__Given records__
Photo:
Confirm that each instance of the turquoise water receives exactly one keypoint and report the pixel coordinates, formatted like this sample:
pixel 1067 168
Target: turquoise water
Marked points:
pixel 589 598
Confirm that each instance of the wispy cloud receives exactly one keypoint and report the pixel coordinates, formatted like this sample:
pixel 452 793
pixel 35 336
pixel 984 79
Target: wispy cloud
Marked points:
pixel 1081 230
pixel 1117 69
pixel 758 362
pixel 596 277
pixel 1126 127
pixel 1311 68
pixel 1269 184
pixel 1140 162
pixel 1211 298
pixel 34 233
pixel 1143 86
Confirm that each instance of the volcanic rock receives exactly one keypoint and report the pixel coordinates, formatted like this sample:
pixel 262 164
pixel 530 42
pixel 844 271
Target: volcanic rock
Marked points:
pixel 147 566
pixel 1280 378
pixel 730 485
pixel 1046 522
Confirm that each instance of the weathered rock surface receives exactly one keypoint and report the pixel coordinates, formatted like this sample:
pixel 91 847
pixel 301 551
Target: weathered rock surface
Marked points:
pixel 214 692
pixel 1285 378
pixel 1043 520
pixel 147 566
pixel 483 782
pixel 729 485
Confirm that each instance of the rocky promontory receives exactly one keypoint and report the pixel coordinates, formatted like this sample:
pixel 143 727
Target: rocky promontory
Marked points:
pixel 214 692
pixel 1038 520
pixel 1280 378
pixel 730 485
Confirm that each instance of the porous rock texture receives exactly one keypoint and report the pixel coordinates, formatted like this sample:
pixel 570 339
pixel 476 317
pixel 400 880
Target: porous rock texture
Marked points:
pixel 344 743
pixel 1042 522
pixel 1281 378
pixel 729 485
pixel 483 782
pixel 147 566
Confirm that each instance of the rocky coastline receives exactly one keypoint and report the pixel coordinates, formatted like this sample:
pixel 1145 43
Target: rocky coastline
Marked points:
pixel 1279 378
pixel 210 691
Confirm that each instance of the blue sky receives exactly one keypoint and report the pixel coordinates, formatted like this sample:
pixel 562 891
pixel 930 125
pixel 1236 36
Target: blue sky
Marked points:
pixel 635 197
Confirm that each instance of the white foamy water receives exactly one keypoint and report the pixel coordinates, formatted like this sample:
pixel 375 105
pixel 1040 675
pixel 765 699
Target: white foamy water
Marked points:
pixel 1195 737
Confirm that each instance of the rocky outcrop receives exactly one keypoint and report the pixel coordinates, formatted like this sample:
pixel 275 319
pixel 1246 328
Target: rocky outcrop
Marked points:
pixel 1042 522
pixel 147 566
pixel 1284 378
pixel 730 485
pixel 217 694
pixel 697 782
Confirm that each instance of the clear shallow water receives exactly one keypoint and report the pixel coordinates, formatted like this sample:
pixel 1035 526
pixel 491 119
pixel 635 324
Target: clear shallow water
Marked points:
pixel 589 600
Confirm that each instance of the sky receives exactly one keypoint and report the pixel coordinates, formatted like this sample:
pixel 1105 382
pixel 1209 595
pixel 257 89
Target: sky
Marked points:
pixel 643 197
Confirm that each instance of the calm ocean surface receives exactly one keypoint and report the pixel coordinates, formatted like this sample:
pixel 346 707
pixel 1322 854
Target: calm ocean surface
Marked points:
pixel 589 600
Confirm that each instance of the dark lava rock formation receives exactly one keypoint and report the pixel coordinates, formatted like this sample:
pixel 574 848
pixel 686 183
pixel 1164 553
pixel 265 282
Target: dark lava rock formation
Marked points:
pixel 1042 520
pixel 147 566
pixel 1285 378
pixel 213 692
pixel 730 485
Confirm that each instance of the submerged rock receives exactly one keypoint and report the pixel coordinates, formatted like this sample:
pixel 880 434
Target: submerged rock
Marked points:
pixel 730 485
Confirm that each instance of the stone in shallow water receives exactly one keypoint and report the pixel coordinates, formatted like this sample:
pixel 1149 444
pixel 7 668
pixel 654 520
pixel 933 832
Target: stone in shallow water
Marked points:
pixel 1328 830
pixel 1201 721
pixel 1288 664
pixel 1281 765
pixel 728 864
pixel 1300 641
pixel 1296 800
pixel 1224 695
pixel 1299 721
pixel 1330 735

__Exercise__
Taking the material above, extract exactly and only the lines from the line with "Target: wispy cloud" to the line with "Target: white foamy water", inclusive of both.

__Response__
Target: wispy cloud
Marked points:
pixel 1081 230
pixel 1117 69
pixel 758 362
pixel 596 277
pixel 1126 127
pixel 1311 68
pixel 1269 184
pixel 1140 162
pixel 1211 298
pixel 34 233
pixel 1143 86
Confirm that each instance of the volcanic rock receives exactly one keypoint and report the pixel coordinates, formatted like this sample:
pixel 262 164
pixel 530 42
pixel 844 271
Target: volcanic rock
Marked points:
pixel 147 566
pixel 1280 378
pixel 730 485
pixel 1046 522
Confirm that each instance of the weathered rock surface receives exactly one keypoint and report the pixel coordinates, formatted like this sample:
pixel 91 847
pixel 301 551
Target: weathered rock surface
Marked points:
pixel 214 692
pixel 1285 378
pixel 1043 520
pixel 147 566
pixel 483 782
pixel 729 485
Confirm that each instance of the rocky promontory receives exactly one keypoint and report the pixel coordinates, formatted like this sample:
pixel 143 727
Target: rocky promontory
Marked points:
pixel 214 692
pixel 1038 520
pixel 1280 378
pixel 730 485
Confirm that each instance of the porous rock texture receives exactly one keypoint and report the pixel coordinates, formatted like this sample:
pixel 570 339
pixel 476 317
pixel 400 880
Target: porous rock texture
Marked points:
pixel 344 743
pixel 1042 522
pixel 1281 378
pixel 729 485
pixel 483 782
pixel 147 566
Confirm that each instance of the rocky coastline receives exactly one keypoint and report the pixel coordinates, formatted like this sample:
pixel 1145 43
Target: rocky coastline
Marked points:
pixel 1279 378
pixel 210 691
Confirm that each instance of the blue sky receives exactly one keypoint and report the pixel coordinates, formatted like this sample:
pixel 562 891
pixel 930 125
pixel 1236 36
Target: blue sky
Marked points:
pixel 635 197
Confirm that each instance of the white foamy water receives exactly one keypoint and report the pixel coordinates, formatted like this sample:
pixel 375 105
pixel 1040 675
pixel 765 699
Target: white foamy water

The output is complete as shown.